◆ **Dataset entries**
%%
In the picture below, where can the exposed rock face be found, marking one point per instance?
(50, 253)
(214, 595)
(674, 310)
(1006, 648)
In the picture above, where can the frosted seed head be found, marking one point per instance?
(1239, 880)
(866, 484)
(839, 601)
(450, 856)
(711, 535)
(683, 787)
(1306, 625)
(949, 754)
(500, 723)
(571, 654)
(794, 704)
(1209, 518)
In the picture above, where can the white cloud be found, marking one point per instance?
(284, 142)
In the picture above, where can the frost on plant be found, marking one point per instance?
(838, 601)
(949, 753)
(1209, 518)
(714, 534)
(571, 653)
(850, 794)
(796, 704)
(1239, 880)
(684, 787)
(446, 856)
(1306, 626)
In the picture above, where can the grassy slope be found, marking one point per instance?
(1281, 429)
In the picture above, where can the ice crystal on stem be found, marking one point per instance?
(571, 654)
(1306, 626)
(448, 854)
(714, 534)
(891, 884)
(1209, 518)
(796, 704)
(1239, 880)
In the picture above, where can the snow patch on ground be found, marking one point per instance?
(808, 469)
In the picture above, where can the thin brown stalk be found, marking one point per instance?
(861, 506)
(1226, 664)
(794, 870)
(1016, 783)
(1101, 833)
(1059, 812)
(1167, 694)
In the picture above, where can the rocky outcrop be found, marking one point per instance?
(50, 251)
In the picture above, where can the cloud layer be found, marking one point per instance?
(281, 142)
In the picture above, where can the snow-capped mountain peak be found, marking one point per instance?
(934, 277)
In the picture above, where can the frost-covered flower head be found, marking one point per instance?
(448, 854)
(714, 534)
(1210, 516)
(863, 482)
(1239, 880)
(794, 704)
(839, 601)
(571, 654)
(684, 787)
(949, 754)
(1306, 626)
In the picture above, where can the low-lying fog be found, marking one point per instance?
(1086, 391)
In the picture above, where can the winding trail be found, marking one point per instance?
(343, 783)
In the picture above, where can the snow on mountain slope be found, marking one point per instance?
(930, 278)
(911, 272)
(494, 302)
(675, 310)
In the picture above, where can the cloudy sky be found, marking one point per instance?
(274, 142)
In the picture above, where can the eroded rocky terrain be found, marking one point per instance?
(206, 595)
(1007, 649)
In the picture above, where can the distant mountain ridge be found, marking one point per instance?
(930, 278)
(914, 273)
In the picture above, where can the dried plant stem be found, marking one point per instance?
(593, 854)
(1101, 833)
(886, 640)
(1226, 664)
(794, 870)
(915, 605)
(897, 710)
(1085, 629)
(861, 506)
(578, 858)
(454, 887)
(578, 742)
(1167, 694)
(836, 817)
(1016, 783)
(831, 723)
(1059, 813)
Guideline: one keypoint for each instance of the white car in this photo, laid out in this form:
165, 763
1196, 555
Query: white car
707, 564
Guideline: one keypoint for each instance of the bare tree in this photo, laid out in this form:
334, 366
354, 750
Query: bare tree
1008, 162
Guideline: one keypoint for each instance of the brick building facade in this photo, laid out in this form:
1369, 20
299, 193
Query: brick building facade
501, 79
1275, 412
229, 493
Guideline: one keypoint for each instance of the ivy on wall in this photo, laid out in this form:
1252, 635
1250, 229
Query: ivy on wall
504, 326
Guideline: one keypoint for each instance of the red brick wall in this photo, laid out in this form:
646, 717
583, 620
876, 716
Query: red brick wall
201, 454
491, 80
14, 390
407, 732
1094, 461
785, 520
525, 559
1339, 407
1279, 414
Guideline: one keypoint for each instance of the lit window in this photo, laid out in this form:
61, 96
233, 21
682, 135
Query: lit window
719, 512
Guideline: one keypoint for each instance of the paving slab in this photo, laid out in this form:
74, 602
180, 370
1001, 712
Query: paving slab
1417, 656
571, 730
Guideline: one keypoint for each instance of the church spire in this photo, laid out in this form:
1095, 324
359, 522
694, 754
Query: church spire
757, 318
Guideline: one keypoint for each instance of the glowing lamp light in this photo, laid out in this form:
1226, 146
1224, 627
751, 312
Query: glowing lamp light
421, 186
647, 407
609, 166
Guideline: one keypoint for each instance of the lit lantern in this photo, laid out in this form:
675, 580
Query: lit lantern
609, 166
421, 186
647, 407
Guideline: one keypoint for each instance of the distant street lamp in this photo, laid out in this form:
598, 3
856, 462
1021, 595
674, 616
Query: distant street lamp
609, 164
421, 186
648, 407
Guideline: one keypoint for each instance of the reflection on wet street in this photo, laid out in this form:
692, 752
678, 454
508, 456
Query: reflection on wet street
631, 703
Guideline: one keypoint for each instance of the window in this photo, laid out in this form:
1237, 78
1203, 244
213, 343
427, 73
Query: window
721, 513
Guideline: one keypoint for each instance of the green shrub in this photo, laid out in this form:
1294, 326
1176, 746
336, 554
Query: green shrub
%%
◆ **Work instructions**
Find the word "green" in the entries above and gather every line that holds it.

◆ **Response for this exercise**
Guideline: one keypoint for each instance of the green shrub in this photo, laid out in this form:
Query: green shrub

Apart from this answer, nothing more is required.